Work to complete =
1. Reproduce the passage on article submission and author rights word for word, from its first line to its last.
2. Find each line of the records that contains the string "target", and copy those lines. The match is case-sensitive.

Excerpted passage =

Note:  Please keep track of your journal submissions and notify us when you reach 50, as Scholastica does not limit them automatically. 



Sherpa Services is a searchable database of publisher's general policies regarding copyright and the self-archiving of journal articles on the web and in Open Access repositories.  Each entry provides a summary of the publisher's policy, including what version of an article can be deposited, where it can be deposited, and any conditions that are attached to that deposit. 



How You Can Submit an Article

Journals have different policies for receiving submissions.  Your best starting place is to check the journal's website, which usually provides details about its policy.  We have collected on this page some potential resources that you can use for submitting an article.

Author rights

Learn about Author Rights

If you do get an acceptance for publication, you might be asked to sign an author agreement/contract with the publisher.  Some standard agreements require things such as transferring copyright or prohibiting what you can do with your own work.  See Benjamin J. Keele, Advising Faculty on Law Journal Publication Agreements for a brief basic review of terms to consider.

Scholar's Copyright Addendum Engine

Hosted by Science Commons, you can enter the article information and choose the rights you want to retain and generate a standard addendum on pdf  to provide for the publisher's consideration. 

Keep Your Copyrights

Developed by the Kernochan Center for Law, Media, and the Arts and the Program on Law & Technology at Columbia Law School, this website provides a good introduction to author rights and sample publication agreements categorized by level of creator-friendliness.

Creative Commons Licenses

Creative Commons (CC) provides creators with standardized licenses that describe, in plain language, what actions are and are not allowed with their content.

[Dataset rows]

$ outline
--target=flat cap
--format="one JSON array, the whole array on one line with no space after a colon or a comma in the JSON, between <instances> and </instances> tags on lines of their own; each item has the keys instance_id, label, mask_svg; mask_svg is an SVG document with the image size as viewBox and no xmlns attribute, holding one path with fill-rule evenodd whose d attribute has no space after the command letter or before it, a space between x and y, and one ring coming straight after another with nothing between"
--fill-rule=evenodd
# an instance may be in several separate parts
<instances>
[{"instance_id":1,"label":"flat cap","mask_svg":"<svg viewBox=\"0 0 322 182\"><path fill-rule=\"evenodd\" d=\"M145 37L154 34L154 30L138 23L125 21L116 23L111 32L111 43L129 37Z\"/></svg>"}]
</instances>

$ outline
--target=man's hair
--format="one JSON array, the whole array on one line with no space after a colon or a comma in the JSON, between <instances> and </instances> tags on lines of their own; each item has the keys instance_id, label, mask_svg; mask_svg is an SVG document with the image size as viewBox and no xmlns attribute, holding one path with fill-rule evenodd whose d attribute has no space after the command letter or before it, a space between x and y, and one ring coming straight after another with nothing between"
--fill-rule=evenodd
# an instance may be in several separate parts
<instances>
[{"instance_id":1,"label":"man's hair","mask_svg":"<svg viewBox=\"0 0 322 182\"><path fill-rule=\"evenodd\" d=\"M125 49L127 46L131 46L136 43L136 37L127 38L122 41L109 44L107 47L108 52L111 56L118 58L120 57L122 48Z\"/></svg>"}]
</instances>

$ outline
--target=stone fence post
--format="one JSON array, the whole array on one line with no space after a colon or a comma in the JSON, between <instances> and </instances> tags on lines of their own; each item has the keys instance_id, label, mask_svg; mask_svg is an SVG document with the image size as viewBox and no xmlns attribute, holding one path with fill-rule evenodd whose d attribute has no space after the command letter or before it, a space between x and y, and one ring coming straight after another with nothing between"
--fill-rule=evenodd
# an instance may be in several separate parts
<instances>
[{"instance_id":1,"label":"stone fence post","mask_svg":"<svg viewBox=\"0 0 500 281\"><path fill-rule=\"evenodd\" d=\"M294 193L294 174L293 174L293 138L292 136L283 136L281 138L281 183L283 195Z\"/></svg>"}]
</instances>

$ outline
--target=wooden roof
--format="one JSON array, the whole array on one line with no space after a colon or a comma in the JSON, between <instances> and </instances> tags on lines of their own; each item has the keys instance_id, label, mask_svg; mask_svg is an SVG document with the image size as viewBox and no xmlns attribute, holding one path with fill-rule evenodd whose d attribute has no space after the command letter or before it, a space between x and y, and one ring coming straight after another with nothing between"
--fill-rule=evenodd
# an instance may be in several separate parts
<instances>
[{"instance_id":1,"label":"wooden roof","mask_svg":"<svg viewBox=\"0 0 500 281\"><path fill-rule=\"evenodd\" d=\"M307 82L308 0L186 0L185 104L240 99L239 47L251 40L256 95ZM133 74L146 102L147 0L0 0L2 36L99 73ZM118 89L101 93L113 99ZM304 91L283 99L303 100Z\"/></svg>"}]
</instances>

Responses for each task =
1.
Note:  Please keep track of your journal submissions and notify us when you reach 50, as Scholastica does not limit them automatically. 



Sherpa Services is a searchable database of publisher's general policies regarding copyright and the self-archiving of journal articles on the web and in Open Access repositories.  Each entry provides a summary of the publisher's policy, including what version of an article can be deposited, where it can be deposited, and any conditions that are attached to that deposit. 



How You Can Submit an Article

Journals have different policies for receiving submissions.  Your best starting place is to check the journal's website, which usually provides details about its policy.  We have collected on this page some potential resources that you can use for submitting an article.

Author rights

Learn about Author Rights

If you do get an acceptance for publication, you might be asked to sign an author agreement/contract with the publisher.  Some standard agreements require things such as transferring copyright or prohibiting what you can do with your own work.  See Benjamin J. Keele, Advising Faculty on Law Journal Publication Agreements for a brief basic review of terms to consider.

Scholar's Copyright Addendum Engine

Hosted by Science Commons, you can enter the article information and choose the rights you want to retain and generate a standard addendum on pdf  to provide for the publisher's consideration. 

Keep Your Copyrights

Developed by the Kernochan Center for Law, Media, and the Arts and the Program on Law & Technology at Columbia Law School, this website provides a good introduction to author rights and sample publication agreements categorized by level of creator-friendliness.

Creative Commons Licenses

Creative Commons (CC) provides creators with standardized licenses that describe, in plain language, what actions are and are not allowed with their content.

2.
--target=flat cap
--target=man's hair
--target=stone fence post
--target=wooden roof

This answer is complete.